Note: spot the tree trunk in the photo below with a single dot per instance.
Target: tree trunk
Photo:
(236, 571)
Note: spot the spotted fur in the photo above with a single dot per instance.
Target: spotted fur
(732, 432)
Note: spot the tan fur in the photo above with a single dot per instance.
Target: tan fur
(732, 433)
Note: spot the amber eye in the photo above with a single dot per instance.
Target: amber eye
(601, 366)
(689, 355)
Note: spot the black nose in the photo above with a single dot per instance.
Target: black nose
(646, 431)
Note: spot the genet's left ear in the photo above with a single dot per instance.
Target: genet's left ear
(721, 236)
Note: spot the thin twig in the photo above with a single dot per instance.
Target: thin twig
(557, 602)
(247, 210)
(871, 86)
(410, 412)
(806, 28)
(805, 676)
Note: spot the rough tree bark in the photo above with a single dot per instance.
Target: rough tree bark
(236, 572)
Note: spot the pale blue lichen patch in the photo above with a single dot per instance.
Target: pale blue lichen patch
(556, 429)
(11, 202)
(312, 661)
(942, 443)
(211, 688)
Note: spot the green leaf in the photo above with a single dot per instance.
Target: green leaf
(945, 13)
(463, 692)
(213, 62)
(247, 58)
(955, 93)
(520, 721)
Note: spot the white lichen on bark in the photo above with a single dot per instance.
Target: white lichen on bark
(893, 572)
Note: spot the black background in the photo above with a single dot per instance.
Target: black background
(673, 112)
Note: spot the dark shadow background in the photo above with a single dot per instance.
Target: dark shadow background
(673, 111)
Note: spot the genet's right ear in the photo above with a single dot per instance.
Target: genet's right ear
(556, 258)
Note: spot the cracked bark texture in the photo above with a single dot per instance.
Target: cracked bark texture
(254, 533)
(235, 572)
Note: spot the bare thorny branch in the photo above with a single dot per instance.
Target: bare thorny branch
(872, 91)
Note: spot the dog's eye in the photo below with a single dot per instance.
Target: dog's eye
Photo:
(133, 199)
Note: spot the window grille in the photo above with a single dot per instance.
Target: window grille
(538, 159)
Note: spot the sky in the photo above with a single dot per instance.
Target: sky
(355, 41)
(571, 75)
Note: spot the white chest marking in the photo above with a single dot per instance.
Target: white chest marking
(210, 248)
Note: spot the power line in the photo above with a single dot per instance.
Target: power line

------------------------------------------------

## WHAT TO PRODUCE
Reproduce every line of the data above, from the line with "Note: spot the white chest" up to and including the last line. Adjust each coordinate in the answers by adding -18 to it.

## WORKED ANSWER
Note: spot the white chest marking in the photo above with a single dot per instance.
Target: white chest marking
(192, 230)
Note: spot the power line in the photo above with a single dot per instance.
Target: power line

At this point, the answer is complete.